• [EXERCISE]
Which lines of the material below contain the word "emergency"? List every such line in full, counting a line only when its capitalization matches.

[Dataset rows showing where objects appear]
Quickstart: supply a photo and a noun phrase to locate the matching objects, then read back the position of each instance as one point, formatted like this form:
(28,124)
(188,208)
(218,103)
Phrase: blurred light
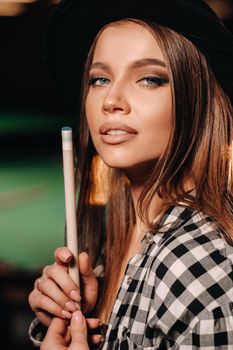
(223,8)
(10,8)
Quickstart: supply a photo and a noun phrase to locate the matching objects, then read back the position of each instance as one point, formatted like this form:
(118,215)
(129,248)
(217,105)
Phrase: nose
(116,101)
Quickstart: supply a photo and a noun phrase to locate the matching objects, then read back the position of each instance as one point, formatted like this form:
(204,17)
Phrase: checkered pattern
(178,293)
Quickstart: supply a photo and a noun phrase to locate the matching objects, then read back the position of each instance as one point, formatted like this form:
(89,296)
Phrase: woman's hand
(62,337)
(55,293)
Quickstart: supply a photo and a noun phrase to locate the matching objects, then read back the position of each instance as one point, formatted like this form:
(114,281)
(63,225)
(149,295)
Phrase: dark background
(31,183)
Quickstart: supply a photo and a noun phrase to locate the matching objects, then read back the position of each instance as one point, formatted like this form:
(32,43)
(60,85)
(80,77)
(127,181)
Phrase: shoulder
(194,263)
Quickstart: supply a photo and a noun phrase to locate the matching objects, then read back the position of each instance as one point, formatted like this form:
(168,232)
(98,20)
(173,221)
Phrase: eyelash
(93,81)
(152,81)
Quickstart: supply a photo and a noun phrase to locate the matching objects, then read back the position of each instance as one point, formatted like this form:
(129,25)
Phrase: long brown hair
(199,148)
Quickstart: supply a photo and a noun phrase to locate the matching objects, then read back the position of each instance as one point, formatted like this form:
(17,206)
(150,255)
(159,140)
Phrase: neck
(154,210)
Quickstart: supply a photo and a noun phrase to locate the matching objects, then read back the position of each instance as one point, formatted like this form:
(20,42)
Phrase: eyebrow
(136,64)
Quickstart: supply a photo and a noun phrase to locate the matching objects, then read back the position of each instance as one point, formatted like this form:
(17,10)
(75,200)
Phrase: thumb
(78,329)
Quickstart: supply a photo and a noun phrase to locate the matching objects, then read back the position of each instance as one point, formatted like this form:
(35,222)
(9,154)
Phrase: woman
(155,198)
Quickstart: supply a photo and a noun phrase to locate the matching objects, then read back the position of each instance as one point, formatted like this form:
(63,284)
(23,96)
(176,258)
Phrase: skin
(129,88)
(59,337)
(129,111)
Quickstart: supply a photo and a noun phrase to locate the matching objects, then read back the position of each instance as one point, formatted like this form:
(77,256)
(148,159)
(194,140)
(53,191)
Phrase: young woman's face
(129,104)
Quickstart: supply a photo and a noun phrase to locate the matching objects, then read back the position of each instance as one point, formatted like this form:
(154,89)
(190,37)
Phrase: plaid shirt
(177,294)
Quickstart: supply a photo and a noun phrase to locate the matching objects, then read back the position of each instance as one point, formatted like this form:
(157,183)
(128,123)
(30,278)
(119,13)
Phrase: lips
(115,129)
(116,133)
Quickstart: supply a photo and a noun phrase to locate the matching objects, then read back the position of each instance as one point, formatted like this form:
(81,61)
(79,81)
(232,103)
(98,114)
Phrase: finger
(93,323)
(89,283)
(78,329)
(63,255)
(95,339)
(56,335)
(41,303)
(63,280)
(49,288)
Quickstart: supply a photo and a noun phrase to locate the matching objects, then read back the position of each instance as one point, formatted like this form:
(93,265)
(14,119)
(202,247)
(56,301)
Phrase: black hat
(75,24)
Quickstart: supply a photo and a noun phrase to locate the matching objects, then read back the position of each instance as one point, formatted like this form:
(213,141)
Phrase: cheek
(91,109)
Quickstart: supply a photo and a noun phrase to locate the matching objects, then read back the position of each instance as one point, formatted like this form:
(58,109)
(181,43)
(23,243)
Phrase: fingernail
(78,317)
(66,314)
(75,295)
(66,257)
(101,338)
(70,306)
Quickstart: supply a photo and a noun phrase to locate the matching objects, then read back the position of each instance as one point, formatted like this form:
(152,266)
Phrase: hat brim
(75,24)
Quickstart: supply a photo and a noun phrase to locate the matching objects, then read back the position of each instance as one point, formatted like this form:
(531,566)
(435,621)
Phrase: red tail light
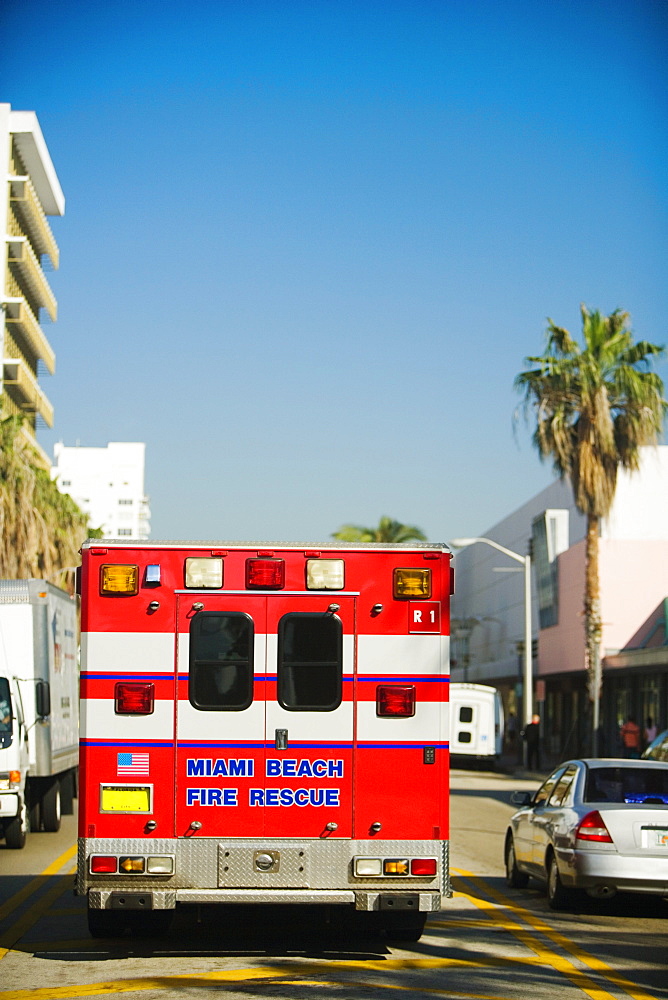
(423,866)
(395,700)
(265,573)
(134,699)
(592,827)
(103,864)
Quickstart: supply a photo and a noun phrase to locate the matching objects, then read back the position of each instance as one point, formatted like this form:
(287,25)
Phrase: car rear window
(627,784)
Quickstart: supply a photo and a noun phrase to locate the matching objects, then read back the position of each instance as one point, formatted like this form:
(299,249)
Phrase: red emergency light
(265,573)
(134,699)
(395,700)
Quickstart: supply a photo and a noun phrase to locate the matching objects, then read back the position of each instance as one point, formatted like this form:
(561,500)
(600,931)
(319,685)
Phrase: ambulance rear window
(310,662)
(221,661)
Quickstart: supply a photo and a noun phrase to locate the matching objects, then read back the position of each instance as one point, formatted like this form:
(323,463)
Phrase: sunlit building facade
(107,483)
(489,609)
(31,193)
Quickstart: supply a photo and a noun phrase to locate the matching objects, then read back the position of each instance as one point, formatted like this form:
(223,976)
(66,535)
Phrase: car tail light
(265,573)
(395,700)
(134,699)
(592,827)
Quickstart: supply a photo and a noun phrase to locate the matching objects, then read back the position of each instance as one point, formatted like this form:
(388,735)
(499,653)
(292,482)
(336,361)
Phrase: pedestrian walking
(532,739)
(629,735)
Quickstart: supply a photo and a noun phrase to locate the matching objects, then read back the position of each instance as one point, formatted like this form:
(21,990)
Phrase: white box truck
(39,707)
(476,722)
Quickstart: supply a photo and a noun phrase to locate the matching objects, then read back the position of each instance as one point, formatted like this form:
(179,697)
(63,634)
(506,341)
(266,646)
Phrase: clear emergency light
(265,573)
(325,574)
(395,701)
(134,699)
(204,572)
(117,579)
(412,583)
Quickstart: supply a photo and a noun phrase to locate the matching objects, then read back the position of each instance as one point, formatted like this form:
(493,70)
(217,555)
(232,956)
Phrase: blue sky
(307,245)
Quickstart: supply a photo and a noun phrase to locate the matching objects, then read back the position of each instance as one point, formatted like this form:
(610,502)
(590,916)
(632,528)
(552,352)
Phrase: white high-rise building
(107,483)
(30,192)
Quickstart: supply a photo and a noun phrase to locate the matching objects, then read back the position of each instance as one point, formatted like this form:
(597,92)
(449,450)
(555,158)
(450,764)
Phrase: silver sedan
(599,825)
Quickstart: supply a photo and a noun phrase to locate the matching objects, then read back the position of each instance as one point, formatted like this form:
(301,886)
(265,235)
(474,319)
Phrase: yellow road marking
(596,964)
(279,973)
(37,910)
(544,955)
(35,884)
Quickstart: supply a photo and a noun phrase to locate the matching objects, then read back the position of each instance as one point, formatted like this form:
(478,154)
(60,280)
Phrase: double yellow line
(568,959)
(39,908)
(560,962)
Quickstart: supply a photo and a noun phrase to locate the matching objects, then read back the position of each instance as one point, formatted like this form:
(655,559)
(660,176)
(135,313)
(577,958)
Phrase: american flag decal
(132,763)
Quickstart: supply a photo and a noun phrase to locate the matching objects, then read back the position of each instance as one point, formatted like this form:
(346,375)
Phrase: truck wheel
(35,816)
(51,808)
(106,923)
(16,830)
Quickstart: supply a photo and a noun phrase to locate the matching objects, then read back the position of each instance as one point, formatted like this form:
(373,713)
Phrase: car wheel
(557,896)
(514,877)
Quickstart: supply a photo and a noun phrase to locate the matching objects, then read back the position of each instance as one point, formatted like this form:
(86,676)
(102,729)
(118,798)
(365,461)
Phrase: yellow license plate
(125,798)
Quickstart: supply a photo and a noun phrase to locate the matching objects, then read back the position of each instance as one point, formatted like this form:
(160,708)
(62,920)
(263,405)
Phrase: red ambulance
(263,723)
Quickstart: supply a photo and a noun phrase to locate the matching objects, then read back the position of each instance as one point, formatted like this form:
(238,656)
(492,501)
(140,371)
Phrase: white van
(476,721)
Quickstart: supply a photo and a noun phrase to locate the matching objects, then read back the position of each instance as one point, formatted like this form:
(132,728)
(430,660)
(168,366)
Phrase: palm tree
(41,529)
(387,531)
(595,407)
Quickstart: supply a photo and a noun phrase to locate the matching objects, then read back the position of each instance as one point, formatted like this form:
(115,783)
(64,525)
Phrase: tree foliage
(387,530)
(41,529)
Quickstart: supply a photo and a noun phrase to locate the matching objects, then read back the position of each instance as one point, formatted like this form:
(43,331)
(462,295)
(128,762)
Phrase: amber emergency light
(412,583)
(118,580)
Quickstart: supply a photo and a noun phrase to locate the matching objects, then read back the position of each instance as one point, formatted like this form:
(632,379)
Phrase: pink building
(634,601)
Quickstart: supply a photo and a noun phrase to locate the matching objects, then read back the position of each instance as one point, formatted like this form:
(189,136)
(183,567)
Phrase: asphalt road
(488,942)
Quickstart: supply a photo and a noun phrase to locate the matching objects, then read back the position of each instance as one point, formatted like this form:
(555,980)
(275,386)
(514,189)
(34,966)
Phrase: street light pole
(527,701)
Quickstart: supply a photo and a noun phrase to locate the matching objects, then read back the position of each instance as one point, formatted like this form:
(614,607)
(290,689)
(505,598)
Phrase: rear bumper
(104,899)
(259,871)
(591,870)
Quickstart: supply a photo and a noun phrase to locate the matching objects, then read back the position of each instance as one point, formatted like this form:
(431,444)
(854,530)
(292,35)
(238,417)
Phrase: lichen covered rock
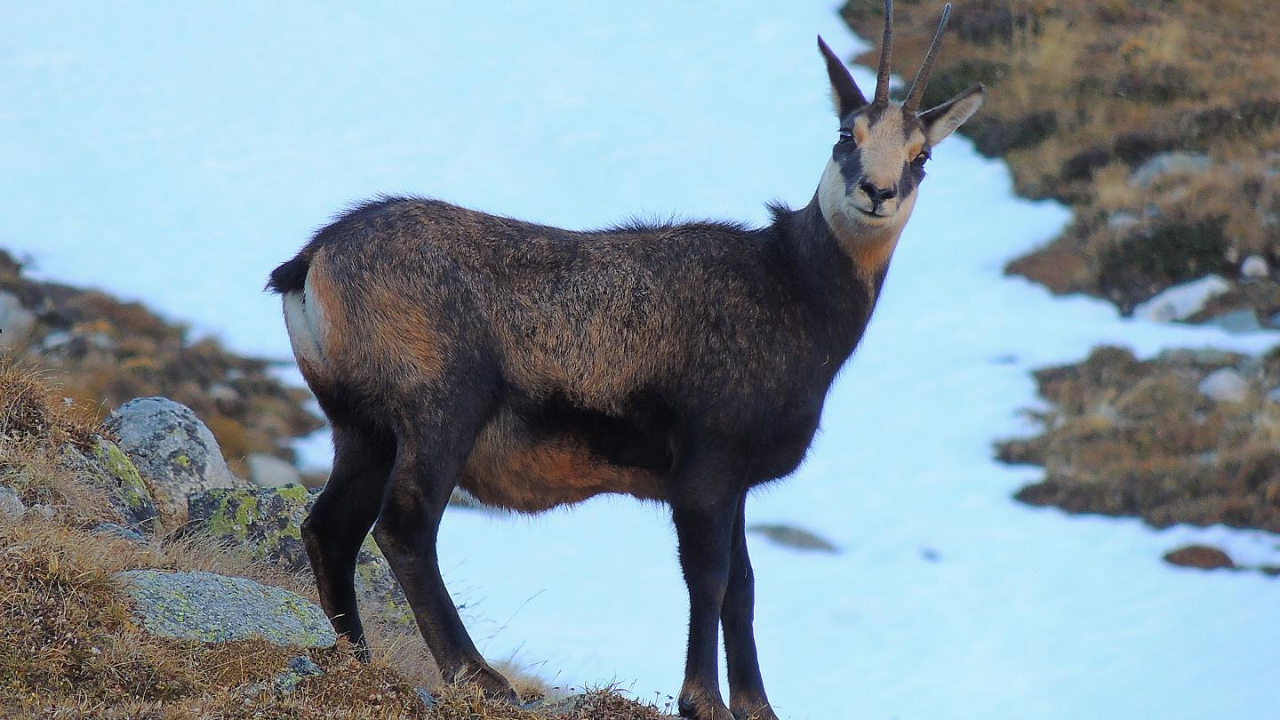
(172,450)
(108,468)
(215,609)
(268,522)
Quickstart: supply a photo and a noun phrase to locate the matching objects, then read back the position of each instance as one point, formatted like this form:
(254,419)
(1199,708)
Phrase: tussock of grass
(71,648)
(1082,92)
(1129,437)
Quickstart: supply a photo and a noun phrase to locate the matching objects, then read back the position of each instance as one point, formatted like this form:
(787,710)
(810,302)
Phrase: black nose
(876,194)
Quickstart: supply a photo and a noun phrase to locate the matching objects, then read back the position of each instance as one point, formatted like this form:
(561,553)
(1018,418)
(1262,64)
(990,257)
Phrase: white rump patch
(305,322)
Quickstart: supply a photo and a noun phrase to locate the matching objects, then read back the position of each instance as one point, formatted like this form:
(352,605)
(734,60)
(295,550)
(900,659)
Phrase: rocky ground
(117,604)
(1159,126)
(104,352)
(1155,122)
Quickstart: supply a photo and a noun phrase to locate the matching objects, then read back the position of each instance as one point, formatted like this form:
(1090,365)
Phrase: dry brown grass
(1082,92)
(69,647)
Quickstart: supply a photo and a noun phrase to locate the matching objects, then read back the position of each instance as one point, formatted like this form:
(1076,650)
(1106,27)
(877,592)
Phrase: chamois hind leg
(704,497)
(428,466)
(745,686)
(339,520)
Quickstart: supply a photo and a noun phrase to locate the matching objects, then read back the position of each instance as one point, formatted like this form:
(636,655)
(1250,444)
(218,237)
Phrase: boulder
(109,469)
(1200,556)
(16,322)
(215,609)
(1225,384)
(270,472)
(1182,301)
(174,451)
(268,522)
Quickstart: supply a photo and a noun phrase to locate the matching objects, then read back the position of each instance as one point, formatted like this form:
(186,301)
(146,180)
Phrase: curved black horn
(922,78)
(886,57)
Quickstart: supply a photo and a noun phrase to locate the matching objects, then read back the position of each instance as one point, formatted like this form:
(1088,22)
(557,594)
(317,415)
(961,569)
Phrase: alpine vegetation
(535,367)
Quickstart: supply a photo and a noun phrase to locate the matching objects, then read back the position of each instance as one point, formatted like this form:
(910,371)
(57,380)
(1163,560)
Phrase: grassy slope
(69,648)
(105,352)
(1082,92)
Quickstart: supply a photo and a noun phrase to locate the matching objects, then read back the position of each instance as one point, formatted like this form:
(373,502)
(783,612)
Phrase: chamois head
(878,160)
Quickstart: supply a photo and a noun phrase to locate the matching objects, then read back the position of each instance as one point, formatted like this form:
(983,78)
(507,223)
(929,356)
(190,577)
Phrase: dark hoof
(702,707)
(759,712)
(490,682)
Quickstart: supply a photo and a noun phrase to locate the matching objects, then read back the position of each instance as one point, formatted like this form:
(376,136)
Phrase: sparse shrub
(1171,253)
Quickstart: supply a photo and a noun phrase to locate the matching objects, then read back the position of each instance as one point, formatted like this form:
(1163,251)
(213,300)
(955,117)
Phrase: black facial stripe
(850,163)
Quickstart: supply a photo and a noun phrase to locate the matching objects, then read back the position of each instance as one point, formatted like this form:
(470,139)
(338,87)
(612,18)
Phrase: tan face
(874,169)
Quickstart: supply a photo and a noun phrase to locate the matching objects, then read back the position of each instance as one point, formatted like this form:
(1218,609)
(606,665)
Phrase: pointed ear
(844,90)
(944,119)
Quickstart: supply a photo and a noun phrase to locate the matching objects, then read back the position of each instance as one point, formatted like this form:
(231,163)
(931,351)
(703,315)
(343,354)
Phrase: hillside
(104,351)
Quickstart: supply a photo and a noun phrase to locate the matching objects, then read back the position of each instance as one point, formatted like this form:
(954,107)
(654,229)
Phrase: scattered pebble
(1255,267)
(794,537)
(1182,301)
(1225,384)
(10,505)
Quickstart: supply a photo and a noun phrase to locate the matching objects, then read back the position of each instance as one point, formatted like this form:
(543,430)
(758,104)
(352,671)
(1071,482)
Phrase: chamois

• [REPLY]
Phrase: red emergency light
Phrase: clear emergency light
Phrase: amber emergency light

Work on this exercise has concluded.